*Exercise details*.
Rewrite the rows with every occurrence of "pedestrian path" renamed to "walkway" and everything else left as it is. Omit the pictures from your answer.

*Point labeling dataset excerpts*.
+++++

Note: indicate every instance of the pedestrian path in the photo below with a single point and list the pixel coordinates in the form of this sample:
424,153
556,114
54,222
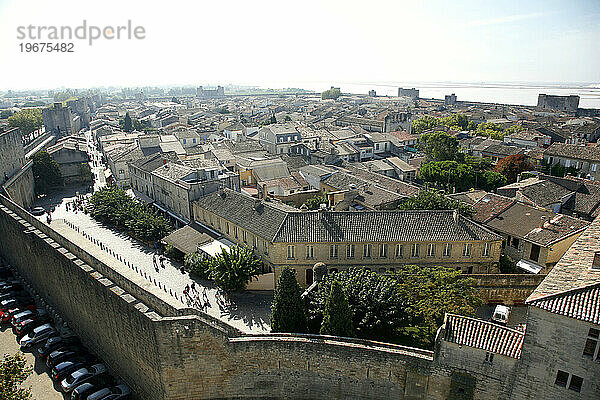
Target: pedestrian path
249,312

+++++

*Result of this task*.
Note: indicate every instance of the walkway in the photo below with a single point and list the pixel coordinates in the form of this sample:
424,153
556,114
54,222
Target: walkway
249,312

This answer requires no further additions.